§ **Challenge**
Rewrite everything from the first of the lines down to the line containing "top-left (379, 364), bottom-right (599, 464)", swapping "barrier" for "fence" and leaving all else the same. Omit the pictures from your answer.

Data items
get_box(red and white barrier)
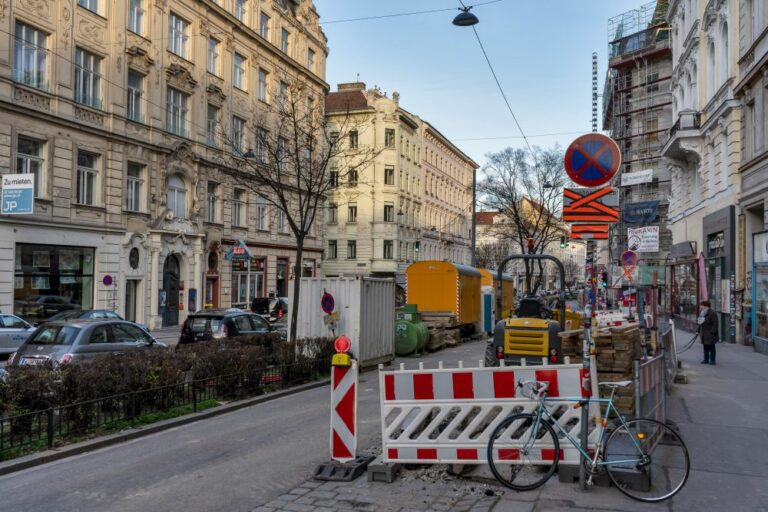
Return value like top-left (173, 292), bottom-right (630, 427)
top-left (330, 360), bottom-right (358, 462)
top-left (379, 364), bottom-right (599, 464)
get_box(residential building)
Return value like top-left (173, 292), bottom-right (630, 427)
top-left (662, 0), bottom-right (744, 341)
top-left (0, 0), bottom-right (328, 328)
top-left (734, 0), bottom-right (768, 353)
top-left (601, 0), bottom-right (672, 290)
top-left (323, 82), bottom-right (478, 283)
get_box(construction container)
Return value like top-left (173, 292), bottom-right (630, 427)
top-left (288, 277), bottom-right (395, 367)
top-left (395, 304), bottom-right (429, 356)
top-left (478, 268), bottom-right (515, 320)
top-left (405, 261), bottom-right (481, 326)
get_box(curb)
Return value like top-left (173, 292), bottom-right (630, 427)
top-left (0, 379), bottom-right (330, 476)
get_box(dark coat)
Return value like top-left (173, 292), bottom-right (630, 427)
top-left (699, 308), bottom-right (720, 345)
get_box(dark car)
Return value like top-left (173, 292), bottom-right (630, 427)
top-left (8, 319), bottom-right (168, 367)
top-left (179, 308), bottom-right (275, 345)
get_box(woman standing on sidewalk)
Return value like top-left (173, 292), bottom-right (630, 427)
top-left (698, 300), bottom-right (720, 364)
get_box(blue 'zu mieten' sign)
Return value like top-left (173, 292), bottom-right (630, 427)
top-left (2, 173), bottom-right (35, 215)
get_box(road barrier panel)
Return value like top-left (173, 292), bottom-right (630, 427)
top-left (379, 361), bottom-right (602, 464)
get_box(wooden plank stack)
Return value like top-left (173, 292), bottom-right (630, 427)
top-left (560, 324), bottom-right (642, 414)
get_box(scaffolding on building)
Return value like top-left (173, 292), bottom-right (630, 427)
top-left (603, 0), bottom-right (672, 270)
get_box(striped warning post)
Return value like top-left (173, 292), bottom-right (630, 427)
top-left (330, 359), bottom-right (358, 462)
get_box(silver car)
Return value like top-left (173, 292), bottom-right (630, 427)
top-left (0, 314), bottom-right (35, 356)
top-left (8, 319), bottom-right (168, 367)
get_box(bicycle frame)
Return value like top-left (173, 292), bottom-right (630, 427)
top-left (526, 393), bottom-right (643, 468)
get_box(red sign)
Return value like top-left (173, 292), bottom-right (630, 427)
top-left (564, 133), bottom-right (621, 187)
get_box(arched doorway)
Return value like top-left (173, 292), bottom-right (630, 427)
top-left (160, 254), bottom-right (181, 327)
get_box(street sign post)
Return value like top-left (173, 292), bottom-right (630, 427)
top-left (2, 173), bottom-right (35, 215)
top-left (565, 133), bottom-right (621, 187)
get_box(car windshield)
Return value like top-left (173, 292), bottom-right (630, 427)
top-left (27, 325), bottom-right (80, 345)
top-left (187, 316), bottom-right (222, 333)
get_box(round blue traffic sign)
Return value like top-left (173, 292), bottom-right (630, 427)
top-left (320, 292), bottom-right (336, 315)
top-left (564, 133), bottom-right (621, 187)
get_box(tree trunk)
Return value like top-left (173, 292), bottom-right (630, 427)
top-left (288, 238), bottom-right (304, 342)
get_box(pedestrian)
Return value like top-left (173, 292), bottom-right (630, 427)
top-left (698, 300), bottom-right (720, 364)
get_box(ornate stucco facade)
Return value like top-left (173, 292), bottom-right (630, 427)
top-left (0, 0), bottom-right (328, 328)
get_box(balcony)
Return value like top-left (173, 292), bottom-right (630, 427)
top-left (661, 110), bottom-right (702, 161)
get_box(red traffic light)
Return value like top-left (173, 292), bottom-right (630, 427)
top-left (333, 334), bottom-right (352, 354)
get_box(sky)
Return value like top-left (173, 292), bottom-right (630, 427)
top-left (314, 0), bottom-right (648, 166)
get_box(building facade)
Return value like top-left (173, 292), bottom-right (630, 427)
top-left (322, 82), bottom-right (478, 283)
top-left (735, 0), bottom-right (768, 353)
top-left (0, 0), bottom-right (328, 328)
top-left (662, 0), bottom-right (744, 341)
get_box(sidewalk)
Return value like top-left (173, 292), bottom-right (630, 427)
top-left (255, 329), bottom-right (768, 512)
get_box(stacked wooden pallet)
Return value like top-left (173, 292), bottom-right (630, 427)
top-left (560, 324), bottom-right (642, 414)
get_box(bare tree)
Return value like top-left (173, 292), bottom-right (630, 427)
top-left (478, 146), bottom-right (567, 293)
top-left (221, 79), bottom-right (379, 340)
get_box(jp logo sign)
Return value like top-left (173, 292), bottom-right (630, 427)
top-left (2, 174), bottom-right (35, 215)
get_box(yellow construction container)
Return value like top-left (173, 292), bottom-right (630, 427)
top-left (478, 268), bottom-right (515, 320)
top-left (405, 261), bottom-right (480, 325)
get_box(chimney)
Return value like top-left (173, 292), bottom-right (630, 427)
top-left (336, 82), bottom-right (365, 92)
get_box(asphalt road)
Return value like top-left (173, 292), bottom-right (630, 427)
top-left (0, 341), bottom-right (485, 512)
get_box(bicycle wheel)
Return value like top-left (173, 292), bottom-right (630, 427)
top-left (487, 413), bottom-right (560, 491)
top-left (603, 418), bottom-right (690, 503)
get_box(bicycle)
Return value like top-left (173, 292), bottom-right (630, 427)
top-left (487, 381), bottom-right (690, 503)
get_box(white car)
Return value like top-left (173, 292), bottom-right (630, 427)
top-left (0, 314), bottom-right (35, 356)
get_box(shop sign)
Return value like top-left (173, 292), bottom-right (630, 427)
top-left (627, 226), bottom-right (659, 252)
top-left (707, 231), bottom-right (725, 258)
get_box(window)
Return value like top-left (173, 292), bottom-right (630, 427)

§ **Exercise output**
get_box(red and white fence)
Return value like top-left (173, 292), bottom-right (630, 427)
top-left (330, 360), bottom-right (358, 462)
top-left (379, 364), bottom-right (599, 464)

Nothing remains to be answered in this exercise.